▶ _TASK DIRECTIONS_:
Please gather every line of the listing below that contains the word "jacket", counting only matches in the same case.

▶ _PROVIDED DATA_:
____

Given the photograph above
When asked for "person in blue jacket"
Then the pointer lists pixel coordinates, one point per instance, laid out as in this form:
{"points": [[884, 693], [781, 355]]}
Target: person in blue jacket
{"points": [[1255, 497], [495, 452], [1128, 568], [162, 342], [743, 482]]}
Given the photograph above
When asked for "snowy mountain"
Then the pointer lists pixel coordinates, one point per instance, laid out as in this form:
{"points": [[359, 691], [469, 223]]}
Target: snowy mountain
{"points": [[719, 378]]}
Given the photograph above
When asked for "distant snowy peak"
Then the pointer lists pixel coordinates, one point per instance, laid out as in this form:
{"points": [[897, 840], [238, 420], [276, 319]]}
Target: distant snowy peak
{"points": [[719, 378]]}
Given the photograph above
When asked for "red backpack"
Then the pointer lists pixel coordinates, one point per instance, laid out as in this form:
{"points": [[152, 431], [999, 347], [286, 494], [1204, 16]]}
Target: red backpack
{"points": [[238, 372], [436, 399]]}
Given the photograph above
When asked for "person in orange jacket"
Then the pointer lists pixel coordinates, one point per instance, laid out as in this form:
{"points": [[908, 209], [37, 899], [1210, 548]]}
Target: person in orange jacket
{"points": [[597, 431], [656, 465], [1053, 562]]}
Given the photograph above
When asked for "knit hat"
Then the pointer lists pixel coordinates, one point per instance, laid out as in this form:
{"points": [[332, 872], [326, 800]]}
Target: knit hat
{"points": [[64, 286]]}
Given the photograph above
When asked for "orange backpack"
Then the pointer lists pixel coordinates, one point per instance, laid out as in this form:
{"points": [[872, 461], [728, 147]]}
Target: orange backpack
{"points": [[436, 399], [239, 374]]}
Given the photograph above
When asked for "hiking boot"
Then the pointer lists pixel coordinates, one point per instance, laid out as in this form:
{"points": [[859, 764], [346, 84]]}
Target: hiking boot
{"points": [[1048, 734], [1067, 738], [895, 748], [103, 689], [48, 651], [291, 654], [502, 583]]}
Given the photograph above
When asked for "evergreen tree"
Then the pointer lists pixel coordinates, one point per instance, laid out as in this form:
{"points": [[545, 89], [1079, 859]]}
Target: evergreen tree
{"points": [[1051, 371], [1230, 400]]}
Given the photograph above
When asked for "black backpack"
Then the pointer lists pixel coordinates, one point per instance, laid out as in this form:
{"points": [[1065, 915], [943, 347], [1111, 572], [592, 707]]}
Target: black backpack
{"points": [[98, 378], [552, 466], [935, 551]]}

____

▶ _THE RESPONSE_:
When asked for "person in blue jacket"
Target: person in blue jacket
When asked for "person in orange jacket"
Target: person in orange jacket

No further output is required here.